Extrait de page:
■ ■ ■

Chronique des batailles judiciaires et politiques des années 1970, l'Abolition est le récit des certitudes et des doutes, des convictions et des peurs. Le livre s'ouvre sur le souvenir d'un douloureux échec -l'exécution de Claude Buffet et Roger Bontems, en novembre 1972 - et se clôt par l'évocation d'une magnifique victoire - l'adoption du projet de loi par les parlementaires, en septembre 1981. Entre ces deux dates, une si longue marche pour une si grande cause.

Dans ce récit, l'expression, limpide, est au service d'une pensée puissante ; les paroles, ciselées, révèlent une magistrale démonstration : la société ne saurait tuer pour se venger, mais doit punir pour réhabiliter. Rien de froid ou de distant dans ce cheminement : plutôt une sérénité et une sobriété qui préfèrent l'humanité à la sensiblerie, un mélange singulier de passion et de raison, de retenue et d'émotion.

A la lecture du livre de Robert Badinter, une image se dessine : celle de la France des Lumières, fraternelle et solidaire, portée par l'élan des idées et des causes qui ont triomphé aux grands moments de son histoire. Un souvenir, aussi, me revient : celui d'un homme, héritier des valeurs de la gauche française abolitionniste, éprise de justice, de progrès et de liberté.

Je souhaite aujourd'hui saluer la mémoire et rendre hommage au courage de celui, qui, avant son élection à la Présidence de la République, avait fait connaître à tous, non seulement son aversion pour la peine de mort, mais surtout sa détermination à la faire abolir si le pays lui accordait sa confiance. En saisissant le Parlement d'une demande d'abolition, François Mitterrand avait immédiatement respecté l'engagement pris devant les Français. C'était là son exigence et sa fidélité à la parole donnée.

■ ■ ■

Exercice 1: Relevez toutes les personnes nommées dans l'extrait sur l'Abolition.
Exercice 2: Prolongez l'extrait sur l'Abolition à partir de sa dernière phrase.
Les entrées qui suivent n'ont aucun lien avec l'extrait.

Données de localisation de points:
■ ■ ■

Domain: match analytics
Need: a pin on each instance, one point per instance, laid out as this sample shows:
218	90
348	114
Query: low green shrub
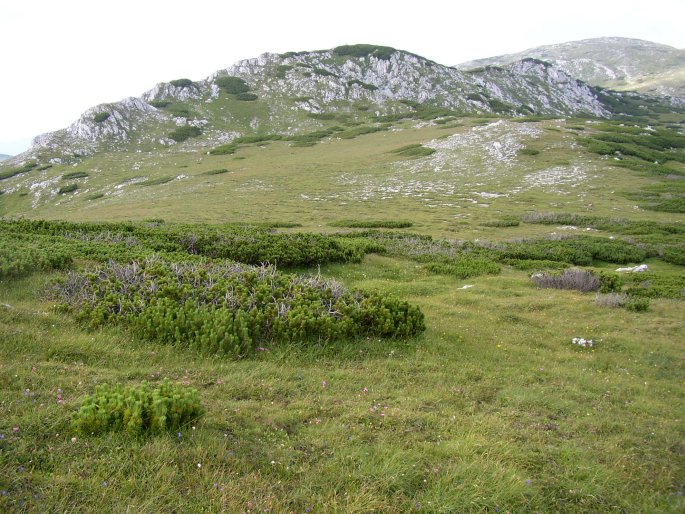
359	131
159	104
576	279
20	256
24	168
233	85
179	110
655	285
381	52
74	175
464	267
281	70
230	309
157	181
323	72
67	189
137	410
503	222
246	97
415	150
323	116
363	85
636	304
372	224
227	149
216	172
609	282
257	138
182	83
185	132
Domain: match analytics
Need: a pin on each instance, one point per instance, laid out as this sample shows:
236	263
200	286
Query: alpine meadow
354	280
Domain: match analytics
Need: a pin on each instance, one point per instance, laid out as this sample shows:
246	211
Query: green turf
492	409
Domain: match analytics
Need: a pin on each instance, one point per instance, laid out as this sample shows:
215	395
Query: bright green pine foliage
137	410
231	308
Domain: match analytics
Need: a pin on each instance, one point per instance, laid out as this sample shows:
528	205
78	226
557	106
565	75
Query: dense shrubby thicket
124	242
137	410
19	257
230	308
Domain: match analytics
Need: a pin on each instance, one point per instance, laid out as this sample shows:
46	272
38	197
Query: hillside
295	92
611	62
348	281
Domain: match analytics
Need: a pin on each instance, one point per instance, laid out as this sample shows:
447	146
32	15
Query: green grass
491	409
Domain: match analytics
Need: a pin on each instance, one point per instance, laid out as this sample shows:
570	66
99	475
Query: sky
60	57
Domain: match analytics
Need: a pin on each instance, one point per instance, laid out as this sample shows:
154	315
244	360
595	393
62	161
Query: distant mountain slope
613	62
304	91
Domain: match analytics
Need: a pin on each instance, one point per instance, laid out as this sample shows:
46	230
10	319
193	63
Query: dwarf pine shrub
137	410
229	309
576	279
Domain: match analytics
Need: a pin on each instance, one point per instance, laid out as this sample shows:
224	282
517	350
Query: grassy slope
325	183
491	410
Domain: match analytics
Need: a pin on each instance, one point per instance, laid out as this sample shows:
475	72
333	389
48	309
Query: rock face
288	89
613	62
106	124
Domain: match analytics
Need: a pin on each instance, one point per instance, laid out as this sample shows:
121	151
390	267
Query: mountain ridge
612	62
285	93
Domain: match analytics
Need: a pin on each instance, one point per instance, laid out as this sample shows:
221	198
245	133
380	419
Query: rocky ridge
292	87
613	62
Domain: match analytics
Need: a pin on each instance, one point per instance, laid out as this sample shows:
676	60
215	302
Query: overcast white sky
58	58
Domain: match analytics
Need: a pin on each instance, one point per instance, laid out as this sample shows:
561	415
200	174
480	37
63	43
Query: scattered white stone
582	342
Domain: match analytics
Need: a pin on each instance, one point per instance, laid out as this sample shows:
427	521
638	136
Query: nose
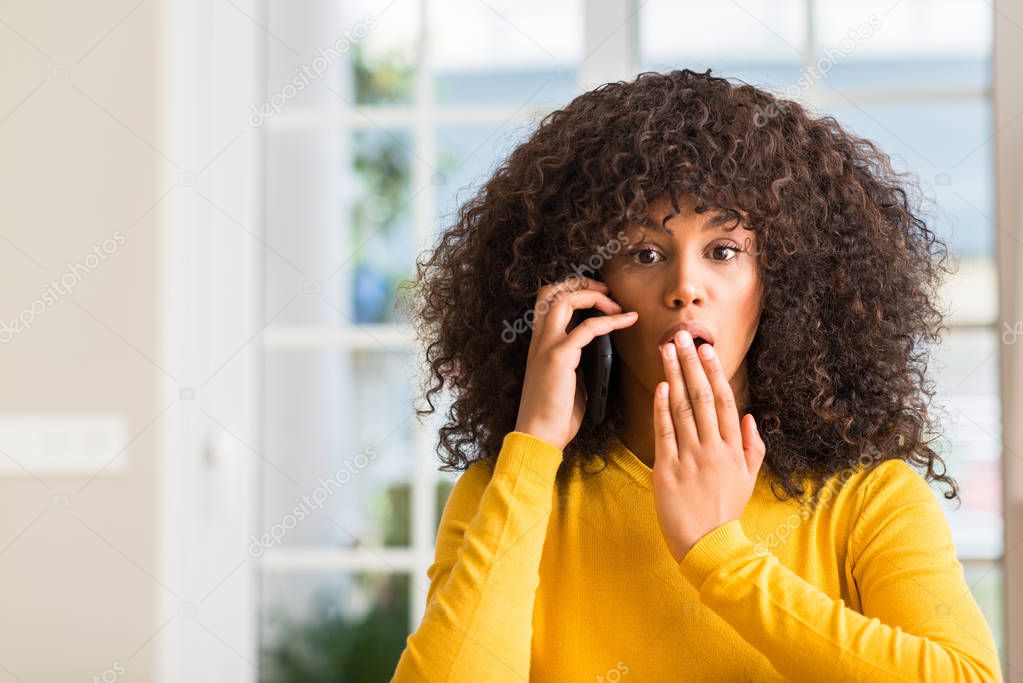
683	287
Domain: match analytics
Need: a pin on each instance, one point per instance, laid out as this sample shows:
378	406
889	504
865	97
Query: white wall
80	124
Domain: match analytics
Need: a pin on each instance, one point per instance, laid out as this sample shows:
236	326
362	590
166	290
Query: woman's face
702	273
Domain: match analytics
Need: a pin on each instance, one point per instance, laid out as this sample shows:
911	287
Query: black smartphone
597	357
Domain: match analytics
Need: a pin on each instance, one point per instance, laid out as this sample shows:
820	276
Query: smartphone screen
597	357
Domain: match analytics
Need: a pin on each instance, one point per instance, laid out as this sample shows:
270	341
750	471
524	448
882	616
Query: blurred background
210	467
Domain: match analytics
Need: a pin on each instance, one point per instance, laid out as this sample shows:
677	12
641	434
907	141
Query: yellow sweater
538	578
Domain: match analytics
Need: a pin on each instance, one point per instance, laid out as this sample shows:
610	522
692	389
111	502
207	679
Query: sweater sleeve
919	623
479	619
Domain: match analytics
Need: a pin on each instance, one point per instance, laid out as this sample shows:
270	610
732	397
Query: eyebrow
715	223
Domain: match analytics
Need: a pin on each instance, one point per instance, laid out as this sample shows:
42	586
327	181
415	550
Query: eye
642	249
729	246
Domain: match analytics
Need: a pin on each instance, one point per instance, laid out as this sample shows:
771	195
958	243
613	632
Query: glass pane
761	42
965	369
986	585
338	449
521	52
466	155
340	227
947	146
332	55
332	627
877	45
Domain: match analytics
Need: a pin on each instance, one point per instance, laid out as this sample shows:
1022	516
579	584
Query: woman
761	521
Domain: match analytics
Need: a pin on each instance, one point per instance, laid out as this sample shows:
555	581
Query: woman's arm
920	621
478	624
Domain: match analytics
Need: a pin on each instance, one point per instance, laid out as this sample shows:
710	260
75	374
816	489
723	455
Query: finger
590	328
549	292
665	443
566	303
724	399
753	445
700	392
681	410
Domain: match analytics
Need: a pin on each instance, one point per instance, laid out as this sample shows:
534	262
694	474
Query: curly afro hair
850	270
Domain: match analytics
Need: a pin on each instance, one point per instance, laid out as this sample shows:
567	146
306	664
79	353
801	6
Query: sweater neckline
630	463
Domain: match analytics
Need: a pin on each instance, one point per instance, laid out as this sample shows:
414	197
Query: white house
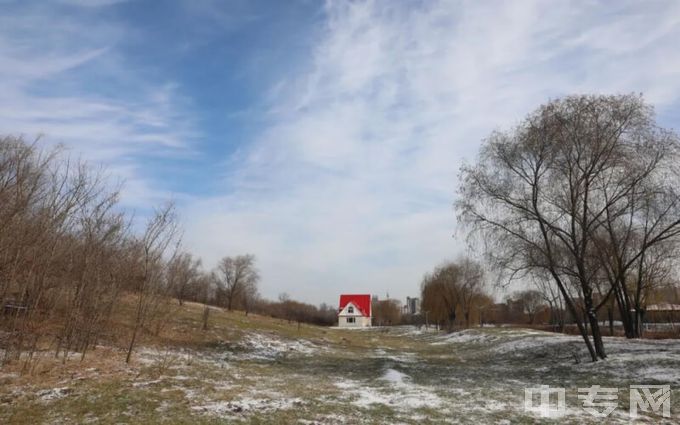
354	311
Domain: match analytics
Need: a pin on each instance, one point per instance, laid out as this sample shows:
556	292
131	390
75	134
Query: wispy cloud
62	77
350	186
349	182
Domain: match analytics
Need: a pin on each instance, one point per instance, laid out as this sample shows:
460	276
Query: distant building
412	306
354	311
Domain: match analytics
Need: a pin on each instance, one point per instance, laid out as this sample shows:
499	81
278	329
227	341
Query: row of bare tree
69	258
453	292
583	196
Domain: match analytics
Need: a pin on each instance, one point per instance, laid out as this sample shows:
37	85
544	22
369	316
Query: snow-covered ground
393	375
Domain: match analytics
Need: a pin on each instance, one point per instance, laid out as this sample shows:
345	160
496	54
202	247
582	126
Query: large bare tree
541	194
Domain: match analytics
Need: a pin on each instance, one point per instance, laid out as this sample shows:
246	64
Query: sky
325	138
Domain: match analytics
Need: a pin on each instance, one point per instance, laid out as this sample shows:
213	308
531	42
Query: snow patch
221	408
53	393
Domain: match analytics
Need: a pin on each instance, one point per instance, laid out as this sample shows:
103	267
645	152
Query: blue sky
324	137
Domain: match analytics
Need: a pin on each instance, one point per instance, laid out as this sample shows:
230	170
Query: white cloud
350	187
63	78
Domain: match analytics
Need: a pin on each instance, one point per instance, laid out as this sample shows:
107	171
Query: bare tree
531	301
236	277
159	236
183	273
541	192
471	285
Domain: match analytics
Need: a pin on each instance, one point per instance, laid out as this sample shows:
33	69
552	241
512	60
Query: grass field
252	369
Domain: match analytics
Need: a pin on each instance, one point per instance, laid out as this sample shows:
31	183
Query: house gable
360	303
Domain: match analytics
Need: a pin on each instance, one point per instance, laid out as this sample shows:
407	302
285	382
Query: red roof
361	301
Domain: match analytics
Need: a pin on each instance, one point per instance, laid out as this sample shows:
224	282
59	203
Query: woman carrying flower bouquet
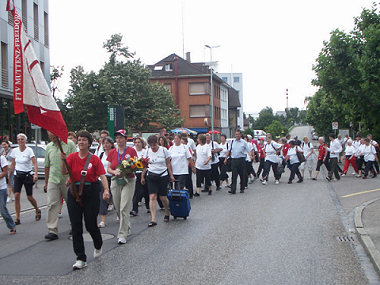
159	173
122	184
89	206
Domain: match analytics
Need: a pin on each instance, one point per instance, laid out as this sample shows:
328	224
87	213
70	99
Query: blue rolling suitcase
179	203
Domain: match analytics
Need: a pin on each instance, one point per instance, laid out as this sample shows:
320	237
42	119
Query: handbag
300	156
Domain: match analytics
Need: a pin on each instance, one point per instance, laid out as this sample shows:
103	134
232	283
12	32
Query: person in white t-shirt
202	165
370	156
159	173
180	159
307	148
141	191
376	145
222	155
215	150
105	205
24	161
3	196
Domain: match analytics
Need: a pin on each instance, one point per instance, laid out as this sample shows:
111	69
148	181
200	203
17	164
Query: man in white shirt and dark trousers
238	151
215	149
335	149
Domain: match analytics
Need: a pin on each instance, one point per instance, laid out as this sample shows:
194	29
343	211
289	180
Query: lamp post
211	91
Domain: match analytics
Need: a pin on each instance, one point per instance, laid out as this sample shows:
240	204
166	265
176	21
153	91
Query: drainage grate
346	238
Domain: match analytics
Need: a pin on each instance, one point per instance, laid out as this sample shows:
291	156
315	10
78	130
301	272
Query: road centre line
359	193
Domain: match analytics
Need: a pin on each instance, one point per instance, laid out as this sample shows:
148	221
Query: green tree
120	82
348	73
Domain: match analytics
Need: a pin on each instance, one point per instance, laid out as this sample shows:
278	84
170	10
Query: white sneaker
79	265
97	252
121	240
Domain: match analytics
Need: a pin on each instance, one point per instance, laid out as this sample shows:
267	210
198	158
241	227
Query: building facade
236	81
190	85
35	19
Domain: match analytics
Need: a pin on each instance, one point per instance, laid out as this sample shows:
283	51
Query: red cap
122	133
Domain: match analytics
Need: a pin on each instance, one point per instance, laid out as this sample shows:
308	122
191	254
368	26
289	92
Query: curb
364	237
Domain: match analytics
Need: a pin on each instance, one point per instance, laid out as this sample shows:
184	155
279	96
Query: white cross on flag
29	84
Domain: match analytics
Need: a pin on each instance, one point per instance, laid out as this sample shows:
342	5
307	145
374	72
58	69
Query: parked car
40	155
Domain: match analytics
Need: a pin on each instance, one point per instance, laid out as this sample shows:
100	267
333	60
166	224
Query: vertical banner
18	71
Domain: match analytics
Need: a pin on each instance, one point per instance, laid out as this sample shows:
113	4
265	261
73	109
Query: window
42	65
198	88
168	86
169	67
199	111
35	14
24	13
4	65
46	29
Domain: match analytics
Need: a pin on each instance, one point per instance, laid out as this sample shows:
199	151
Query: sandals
38	215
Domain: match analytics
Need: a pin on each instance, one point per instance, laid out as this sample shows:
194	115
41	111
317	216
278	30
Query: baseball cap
122	133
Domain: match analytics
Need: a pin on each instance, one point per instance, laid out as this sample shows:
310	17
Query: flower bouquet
128	167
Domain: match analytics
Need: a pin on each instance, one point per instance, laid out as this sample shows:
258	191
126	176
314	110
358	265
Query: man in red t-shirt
323	157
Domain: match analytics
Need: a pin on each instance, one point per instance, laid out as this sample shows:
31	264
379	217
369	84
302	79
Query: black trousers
294	170
267	166
369	168
141	191
223	169
215	174
89	211
180	181
238	167
261	166
189	182
334	168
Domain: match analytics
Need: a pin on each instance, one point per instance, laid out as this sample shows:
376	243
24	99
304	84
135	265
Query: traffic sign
34	127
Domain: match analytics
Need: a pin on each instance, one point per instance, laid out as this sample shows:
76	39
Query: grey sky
273	43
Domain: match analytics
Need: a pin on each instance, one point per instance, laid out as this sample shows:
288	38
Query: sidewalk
367	224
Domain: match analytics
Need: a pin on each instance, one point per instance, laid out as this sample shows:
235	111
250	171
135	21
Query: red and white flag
29	84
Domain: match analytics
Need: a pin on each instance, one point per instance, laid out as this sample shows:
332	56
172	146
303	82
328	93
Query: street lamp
211	91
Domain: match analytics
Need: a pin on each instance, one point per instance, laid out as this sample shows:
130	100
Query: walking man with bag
55	186
238	151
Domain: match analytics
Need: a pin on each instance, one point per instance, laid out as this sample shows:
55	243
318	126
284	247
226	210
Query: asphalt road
273	234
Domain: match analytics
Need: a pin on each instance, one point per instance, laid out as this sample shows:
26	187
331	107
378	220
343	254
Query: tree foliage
121	81
348	77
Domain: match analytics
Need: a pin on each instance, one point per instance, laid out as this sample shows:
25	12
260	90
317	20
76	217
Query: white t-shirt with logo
179	155
4	163
23	159
203	153
157	160
307	148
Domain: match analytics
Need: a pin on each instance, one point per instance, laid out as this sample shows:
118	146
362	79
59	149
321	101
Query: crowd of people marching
173	161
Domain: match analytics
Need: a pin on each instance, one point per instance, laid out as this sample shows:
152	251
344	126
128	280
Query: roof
166	68
233	98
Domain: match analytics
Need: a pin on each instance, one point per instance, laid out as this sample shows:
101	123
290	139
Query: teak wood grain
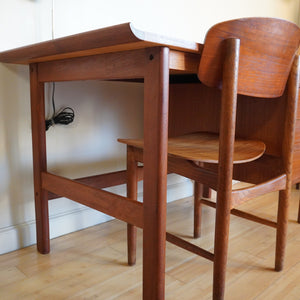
122	37
229	62
204	147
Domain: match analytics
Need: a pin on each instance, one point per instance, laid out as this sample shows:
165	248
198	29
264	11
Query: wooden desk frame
116	53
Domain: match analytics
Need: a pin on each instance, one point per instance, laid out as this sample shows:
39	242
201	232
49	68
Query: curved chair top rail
267	50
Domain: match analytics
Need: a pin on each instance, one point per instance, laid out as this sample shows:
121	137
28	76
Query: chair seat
204	147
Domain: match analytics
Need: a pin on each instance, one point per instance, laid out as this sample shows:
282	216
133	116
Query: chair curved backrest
267	49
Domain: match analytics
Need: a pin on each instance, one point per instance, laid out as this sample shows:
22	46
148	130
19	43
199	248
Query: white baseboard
22	235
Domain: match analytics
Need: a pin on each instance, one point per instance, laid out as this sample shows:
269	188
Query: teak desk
115	53
123	53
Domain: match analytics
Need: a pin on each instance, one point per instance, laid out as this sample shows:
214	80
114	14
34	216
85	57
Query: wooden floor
91	264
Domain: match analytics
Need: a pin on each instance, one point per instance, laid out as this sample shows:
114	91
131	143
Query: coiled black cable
64	117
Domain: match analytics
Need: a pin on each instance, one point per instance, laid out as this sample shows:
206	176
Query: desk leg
39	160
156	89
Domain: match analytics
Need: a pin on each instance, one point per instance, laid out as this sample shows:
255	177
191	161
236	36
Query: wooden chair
254	57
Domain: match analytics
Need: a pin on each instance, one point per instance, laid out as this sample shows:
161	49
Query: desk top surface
110	39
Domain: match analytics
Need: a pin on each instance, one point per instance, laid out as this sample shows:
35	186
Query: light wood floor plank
91	264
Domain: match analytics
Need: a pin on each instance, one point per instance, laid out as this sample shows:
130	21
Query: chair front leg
132	181
199	191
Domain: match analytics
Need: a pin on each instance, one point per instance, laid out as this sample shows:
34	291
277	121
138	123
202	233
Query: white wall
104	111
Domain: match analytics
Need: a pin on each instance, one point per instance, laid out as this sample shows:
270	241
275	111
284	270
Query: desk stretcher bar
120	207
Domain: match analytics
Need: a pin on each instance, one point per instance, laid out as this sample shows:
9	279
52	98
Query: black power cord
64	117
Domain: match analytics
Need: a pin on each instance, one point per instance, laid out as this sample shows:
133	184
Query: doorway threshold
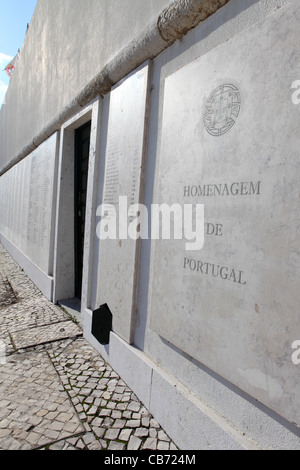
73	308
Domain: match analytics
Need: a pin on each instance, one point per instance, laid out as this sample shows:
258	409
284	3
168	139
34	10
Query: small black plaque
102	324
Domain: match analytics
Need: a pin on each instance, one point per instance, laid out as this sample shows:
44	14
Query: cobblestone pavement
56	392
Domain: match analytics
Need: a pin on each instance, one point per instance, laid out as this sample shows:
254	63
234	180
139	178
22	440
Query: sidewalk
56	392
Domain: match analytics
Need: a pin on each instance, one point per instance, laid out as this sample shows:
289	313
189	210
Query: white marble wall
27	194
230	141
123	159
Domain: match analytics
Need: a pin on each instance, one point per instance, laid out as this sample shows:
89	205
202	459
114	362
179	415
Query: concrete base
72	306
190	423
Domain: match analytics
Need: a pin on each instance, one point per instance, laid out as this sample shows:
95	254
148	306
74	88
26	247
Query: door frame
64	249
78	242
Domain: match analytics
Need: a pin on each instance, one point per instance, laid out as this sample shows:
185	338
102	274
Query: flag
11	66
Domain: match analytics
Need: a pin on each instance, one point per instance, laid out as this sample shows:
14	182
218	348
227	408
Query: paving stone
116	446
133	423
125	434
150	444
142	432
163	445
134	443
56	391
112	434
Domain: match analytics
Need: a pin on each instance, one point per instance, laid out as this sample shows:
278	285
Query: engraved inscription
222	109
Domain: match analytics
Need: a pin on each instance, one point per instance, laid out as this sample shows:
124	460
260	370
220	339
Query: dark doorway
82	147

■ ■ ■

Corrigé 1: Claude Buffet, Roger Bontems, Robert Badinter, François Mitterrand

Corrigé 2:
Monsieur le Ministre, c'est une heureuse coïncidence et un magnifique symbole que de vous remettre aujourd'hui le Prix du Livre Politique à l'Assemblée nationale. On ne pouvait certainement trouver meilleur endroit que cette maison de la loi où, il y a près de vingt ans, vous présentiez le texte portant abolition de la peine de mort. Personne n'a oublié cet automne de l'année 1981 où, avec le soutien des députés de tous les bancs, vous avez fait entrer la peine de mort dans cette enceinte pour la bannir à jamais des prétoires. L'hémicycle résonne encore de vos paroles, sincères et vibrantes, et des grandes voix de ceux que vous aviez convoqués, pour avoir admirablement servi la cause de l'abolition : Robespierre, Hugo, Jaurès, Camus, dont l'Histoire a conservé vivant le souvenir de l'éloquence du coeur et de la raison.

Le 9 octobre 1981, grâce à votre courage et à votre détermination, notre pays écrivait l'une des grandes pages de son histoire, de la République et de la démocratie. Ce jour-là, comme vous le rappelez pour conclure votre ouvrage : "C'était fini, la peine de mort". Permettez-moi d'ajouter : "en France". Car n'oublions pas que la lutte contre l'effroyable droit de tuer demeure une impérieuse nécessité dans tous les pays où il est encore en vigueur, à commencer par la plus puissante des démocraties occidentales : les Etats-Unis.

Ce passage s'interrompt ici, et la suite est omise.